• Excerpts from point annotation data:
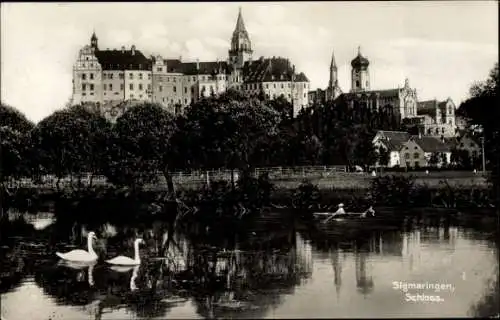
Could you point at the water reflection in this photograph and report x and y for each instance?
(277, 274)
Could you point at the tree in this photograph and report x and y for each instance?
(228, 131)
(14, 119)
(482, 108)
(142, 136)
(71, 141)
(14, 143)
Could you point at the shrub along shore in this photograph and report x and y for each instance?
(252, 195)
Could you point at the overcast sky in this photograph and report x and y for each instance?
(442, 47)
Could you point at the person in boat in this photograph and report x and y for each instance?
(340, 210)
(370, 212)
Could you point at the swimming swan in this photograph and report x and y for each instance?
(79, 255)
(126, 261)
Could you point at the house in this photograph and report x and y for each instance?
(466, 145)
(436, 151)
(391, 142)
(412, 155)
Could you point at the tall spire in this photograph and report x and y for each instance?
(240, 25)
(333, 64)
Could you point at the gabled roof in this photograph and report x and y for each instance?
(121, 60)
(393, 140)
(387, 93)
(431, 144)
(269, 70)
(192, 68)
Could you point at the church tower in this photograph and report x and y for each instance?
(333, 90)
(93, 42)
(360, 75)
(241, 47)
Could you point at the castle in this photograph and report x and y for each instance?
(110, 77)
(430, 118)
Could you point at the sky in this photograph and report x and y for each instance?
(441, 47)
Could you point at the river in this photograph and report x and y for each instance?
(428, 270)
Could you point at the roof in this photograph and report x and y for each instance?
(359, 60)
(379, 93)
(431, 144)
(394, 139)
(192, 68)
(271, 69)
(123, 59)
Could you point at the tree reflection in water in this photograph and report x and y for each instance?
(242, 279)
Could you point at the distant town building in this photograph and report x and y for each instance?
(110, 77)
(412, 151)
(435, 118)
(430, 118)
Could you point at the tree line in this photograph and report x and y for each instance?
(232, 131)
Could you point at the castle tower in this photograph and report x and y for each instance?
(333, 90)
(241, 47)
(93, 42)
(360, 75)
(333, 72)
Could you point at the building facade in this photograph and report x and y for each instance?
(431, 118)
(110, 77)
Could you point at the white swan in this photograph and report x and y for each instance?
(126, 261)
(81, 255)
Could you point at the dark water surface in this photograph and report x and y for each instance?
(276, 274)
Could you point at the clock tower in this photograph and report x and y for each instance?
(360, 74)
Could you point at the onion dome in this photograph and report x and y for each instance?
(359, 61)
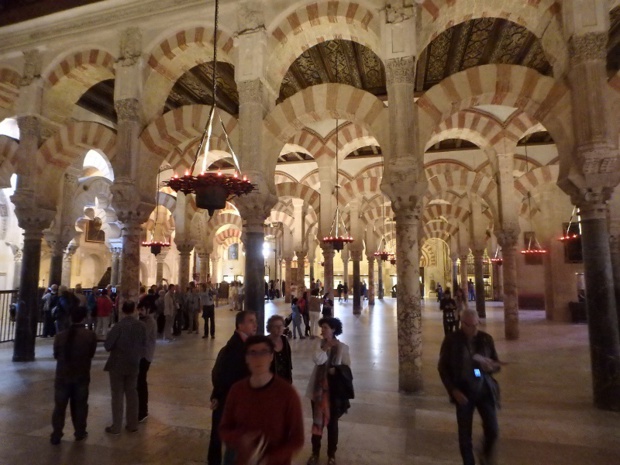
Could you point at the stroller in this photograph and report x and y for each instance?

• EXERCISE:
Arrange every line of the listing above as a numbered list, skipping any blank lines. Leave the pictures out of your answer.

• RESPONSE BELOW:
1. Could you point at the water reflection in this photograph and report x and y for each instance?
2. (277, 274)
3. Could you point at the tree in this photograph and report x and y for each instance?
4. (228, 131)
5. (14, 119)
6. (482, 108)
7. (142, 136)
8. (71, 141)
9. (14, 143)
10. Could you point at the shrub along shore in this photograph and report x and y for each instance?
11. (252, 195)
12. Could you point at the overcast sky in this photograph and report x and y for each instance?
13. (442, 47)
14. Could you point at the person in boat in this photograph and report x and y for each instance?
15. (340, 210)
16. (370, 212)
17. Could you point at the swimming swan in this photograph and report x and y for each instance?
18. (79, 255)
19. (126, 261)
20. Could you point at the house in this photograph and report x and y for each instance?
21. (466, 145)
22. (436, 151)
23. (391, 142)
24. (412, 155)
25. Could you point at the tall spire in this photograph and report x and y for each instance?
26. (240, 25)
27. (333, 64)
28. Could you point at the gabled roof in this photograph and report x and y for each instance?
29. (121, 60)
30. (393, 140)
31. (387, 93)
32. (431, 144)
33. (269, 70)
34. (192, 68)
35. Could you point at the church tower in this photograph and report x and y for each instance?
36. (333, 90)
37. (93, 42)
38. (360, 75)
39. (241, 47)
40. Could you point at the castle in this photograph and report x and y for each instance?
41. (110, 77)
42. (430, 118)
43. Could you point at the sky in this photograph and report x and y for each instance?
44. (441, 47)
45. Could you point at the river in this photograph and report x and y for each instance?
46. (428, 270)
47. Could you point at the roof in this photograph and report x and y for each instance?
48. (359, 60)
49. (379, 93)
50. (431, 144)
51. (394, 139)
52. (192, 68)
53. (271, 69)
54. (123, 59)
55. Could you point at the tree reflection in water in this photograph and report x and y for each instance?
56. (242, 279)
57. Could you point at the distant town building in this photograph and report x and y for each instance?
58. (110, 77)
59. (412, 151)
60. (435, 118)
61. (430, 118)
62. Could you point at the tree line in this photograph and report x and y for each instance?
63. (232, 131)
64. Could you point at the castle tower in this photograph and report x and y for each instance?
65. (333, 90)
66. (241, 47)
67. (93, 42)
68. (360, 75)
69. (333, 72)
70. Could you point at the building facade in this photograph and report x and y for each instance?
71. (431, 118)
72. (110, 77)
73. Could you point at the white swan in this photograph and report x and y for each instance?
74. (126, 261)
75. (81, 255)
76. Could you point at the dark water surface in this photograph and report x and y for each instance?
77. (276, 274)
78. Could you point at the clock tower in this photograph and report x and y for each instance?
79. (360, 74)
80. Could you point at the onion dome in this photograph and report x and y for each instance?
81. (359, 61)
82. Could you point at the stroller in this photograph and report x and y for each instance?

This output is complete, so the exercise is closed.